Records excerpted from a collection

= = = = =

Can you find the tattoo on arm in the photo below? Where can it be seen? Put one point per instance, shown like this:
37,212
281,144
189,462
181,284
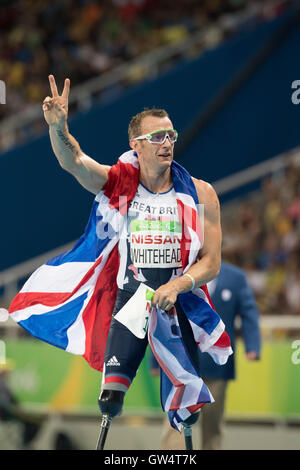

= = = = =

Short exercise ▸ Give the lines above again verbatim, omitting the picture.

Answer to the task ▸
Can you find the tattoo on arm in the photo below? Where can it be seen? Put one point per instance, shown like this:
37,212
281,144
189,462
181,284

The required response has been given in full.